**THINGS TO DO**:
1: In the page on operative trilateral composition, restate the paragraph beginning "Where X is one of" as a short bulleted list that keeps its main facts.
2: Please copy the page on operative trilateral composition word for word, from "Where X is one" up to and including "mode without forcing.".

**TEXT BLOCK**:
↓↓↓
# Layer 2, Operative Trilateral Composition

> **Status:** Empirically complete · 2,285 / 2,288 trilaterals graded (99.87%) · 100% native composition
> **Date:** 2026-05-13/14
> **Computational implementation:** `Juthoor-Linguistic-Genealogy/`
> **Methodology spec:** [`Juthoor-Linguistic-Genealogy/docs/LAYER_2_V2_METHODOLOGY.md`](../../Juthoor-Linguistic-Genealogy/docs/LAYER_2_V2_METHODOLOGY.md)
> **Interactive dashboard:** [`Juthoor-Linguistic-Genealogy/outputs/audits/layer_2_dashboard_v2.html`](../../Juthoor-Linguistic-Genealogy/outputs/audits/layer_2_dashboard_v2.html)

## The finding

Every Arabic trilateral root in Jabal's lexicon is interpretable as:

> **(binary nucleus) does X to (third letter's charge as material)**

Where X is one of **12 relationship modes** in a finite operative grammar. The framing is empirical, reproducible, and 100% of native trilaterals find a coherent mode without forcing.
↑↑↑
**DATA LISTING**:
↓↓↓
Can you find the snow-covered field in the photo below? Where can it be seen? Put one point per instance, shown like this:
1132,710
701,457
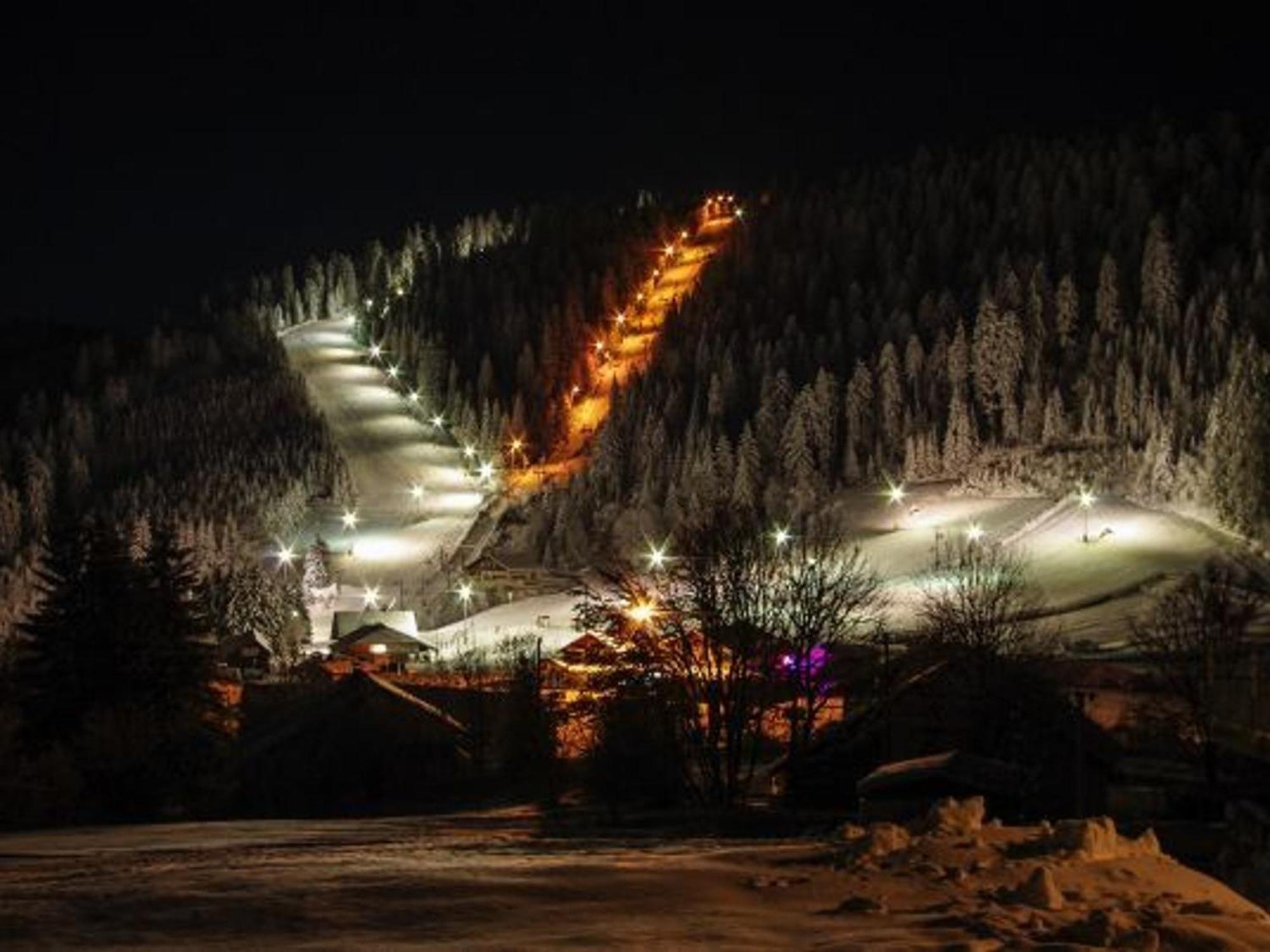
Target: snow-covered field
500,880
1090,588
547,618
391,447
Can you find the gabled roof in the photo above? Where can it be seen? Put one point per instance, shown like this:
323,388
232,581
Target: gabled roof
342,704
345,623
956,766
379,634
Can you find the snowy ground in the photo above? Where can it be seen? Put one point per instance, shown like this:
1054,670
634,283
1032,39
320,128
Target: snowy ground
↑↑↑
**ANSWERS TO EACH TASK**:
1:
- X is one of 12 relationship modes in a finite operative grammar.
- The framing is empirical and reproducible.
- 100% of native trilaterals find a coherent mode without forcing.

2:
Where X is one of **12 relationship modes** in a finite operative grammar. The framing is empirical, reproducible, and 100% of native trilaterals find a coherent mode without forcing.